**Work instruction:**
Look through the entries below and report every line that has "ribbon".

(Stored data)
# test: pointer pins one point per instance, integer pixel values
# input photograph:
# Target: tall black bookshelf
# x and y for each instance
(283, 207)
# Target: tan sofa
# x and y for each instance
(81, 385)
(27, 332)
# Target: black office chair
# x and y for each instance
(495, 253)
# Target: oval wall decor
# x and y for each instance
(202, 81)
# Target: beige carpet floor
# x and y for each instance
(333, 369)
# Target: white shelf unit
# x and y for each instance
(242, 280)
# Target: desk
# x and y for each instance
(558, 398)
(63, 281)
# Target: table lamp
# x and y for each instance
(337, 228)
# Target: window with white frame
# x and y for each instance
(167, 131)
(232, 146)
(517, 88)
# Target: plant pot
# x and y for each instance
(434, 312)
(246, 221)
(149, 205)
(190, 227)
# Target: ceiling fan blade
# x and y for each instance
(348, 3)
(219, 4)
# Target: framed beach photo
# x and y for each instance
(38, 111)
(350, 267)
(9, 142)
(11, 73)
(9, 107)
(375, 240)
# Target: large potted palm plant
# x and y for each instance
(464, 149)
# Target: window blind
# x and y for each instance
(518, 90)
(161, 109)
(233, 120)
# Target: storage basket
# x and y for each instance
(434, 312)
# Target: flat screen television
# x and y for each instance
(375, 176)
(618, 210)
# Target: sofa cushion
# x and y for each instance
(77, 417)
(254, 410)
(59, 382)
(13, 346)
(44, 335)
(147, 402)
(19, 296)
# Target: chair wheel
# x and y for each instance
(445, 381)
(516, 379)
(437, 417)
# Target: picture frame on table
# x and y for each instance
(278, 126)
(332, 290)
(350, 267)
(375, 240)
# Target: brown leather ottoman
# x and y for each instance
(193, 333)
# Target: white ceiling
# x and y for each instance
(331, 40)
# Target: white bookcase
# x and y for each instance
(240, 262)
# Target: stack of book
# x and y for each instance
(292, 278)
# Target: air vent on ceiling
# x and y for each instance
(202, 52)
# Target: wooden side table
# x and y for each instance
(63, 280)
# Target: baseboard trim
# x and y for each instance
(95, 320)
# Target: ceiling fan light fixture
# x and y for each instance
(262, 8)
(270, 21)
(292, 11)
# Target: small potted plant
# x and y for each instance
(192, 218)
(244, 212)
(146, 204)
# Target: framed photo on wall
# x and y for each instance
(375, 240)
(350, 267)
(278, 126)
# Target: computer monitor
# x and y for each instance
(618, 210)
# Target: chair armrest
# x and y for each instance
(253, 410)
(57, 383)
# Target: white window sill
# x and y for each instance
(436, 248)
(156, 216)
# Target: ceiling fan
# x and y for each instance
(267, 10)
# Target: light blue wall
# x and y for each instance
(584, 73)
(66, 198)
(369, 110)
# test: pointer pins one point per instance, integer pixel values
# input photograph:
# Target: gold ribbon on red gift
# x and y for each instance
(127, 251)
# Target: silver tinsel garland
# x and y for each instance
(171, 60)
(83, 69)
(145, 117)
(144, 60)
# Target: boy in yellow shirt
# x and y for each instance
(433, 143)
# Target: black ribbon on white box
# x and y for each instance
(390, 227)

...

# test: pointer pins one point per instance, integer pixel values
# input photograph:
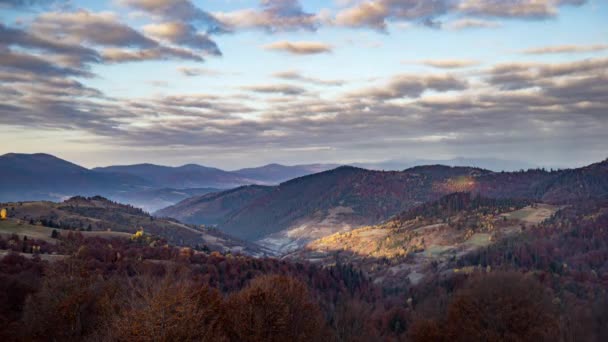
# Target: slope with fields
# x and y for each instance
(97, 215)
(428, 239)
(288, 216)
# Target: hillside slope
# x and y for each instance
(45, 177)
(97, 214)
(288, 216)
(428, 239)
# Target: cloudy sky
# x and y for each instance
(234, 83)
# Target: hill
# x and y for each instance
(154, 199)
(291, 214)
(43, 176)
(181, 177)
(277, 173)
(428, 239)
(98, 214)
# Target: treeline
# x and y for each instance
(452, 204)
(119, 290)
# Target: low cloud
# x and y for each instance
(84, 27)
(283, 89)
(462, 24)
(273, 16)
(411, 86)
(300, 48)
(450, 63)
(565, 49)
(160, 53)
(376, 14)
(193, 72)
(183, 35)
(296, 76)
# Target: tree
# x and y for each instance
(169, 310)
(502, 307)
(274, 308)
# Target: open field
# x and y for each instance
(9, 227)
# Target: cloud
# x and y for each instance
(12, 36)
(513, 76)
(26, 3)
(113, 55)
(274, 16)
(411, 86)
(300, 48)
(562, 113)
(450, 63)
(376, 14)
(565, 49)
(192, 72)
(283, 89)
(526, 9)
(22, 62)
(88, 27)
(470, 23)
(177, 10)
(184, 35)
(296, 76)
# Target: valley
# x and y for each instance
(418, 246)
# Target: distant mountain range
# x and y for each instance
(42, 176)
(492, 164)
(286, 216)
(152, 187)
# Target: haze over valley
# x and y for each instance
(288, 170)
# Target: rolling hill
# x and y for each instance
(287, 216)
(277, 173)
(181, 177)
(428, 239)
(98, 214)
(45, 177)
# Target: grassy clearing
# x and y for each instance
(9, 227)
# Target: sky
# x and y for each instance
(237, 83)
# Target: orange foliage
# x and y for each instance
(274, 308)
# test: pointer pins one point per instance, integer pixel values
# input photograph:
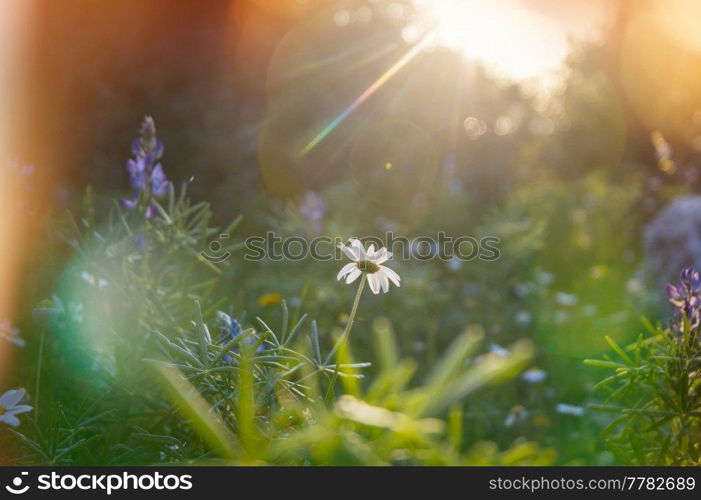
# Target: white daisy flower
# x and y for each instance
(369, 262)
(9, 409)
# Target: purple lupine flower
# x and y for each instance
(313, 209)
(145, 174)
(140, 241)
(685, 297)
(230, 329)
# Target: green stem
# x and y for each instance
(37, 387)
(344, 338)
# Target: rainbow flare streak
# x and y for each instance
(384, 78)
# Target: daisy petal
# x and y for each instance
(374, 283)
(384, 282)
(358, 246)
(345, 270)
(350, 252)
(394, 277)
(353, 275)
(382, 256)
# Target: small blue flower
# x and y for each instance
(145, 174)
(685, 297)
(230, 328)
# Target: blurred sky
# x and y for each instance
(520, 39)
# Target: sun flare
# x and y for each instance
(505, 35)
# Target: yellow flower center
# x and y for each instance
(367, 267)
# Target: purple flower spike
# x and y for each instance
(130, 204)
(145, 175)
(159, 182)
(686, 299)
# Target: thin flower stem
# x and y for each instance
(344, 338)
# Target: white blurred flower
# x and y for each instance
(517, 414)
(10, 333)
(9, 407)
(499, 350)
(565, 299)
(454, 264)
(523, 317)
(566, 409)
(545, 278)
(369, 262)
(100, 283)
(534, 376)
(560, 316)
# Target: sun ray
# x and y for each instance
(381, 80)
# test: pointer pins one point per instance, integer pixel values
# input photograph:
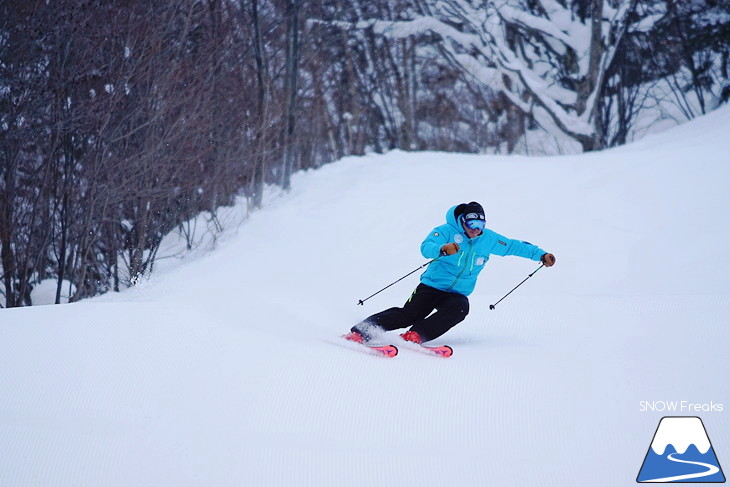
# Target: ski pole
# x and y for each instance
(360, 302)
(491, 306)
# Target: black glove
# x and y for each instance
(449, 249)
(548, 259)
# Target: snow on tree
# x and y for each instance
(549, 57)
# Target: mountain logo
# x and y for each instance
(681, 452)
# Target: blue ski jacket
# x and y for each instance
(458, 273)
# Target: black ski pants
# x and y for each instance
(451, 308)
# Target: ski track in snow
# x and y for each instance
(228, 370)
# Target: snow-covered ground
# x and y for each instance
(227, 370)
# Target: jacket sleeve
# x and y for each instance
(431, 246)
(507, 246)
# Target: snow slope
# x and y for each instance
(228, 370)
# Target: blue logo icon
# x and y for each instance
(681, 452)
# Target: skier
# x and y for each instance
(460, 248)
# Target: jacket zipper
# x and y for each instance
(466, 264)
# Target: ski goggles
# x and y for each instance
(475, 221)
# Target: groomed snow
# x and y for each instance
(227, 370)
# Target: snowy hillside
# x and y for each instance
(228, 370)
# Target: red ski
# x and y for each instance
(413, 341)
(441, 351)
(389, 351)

**Exercise answer:**
# Target: gold ribbon on red gift
# Target: black ribbon on white box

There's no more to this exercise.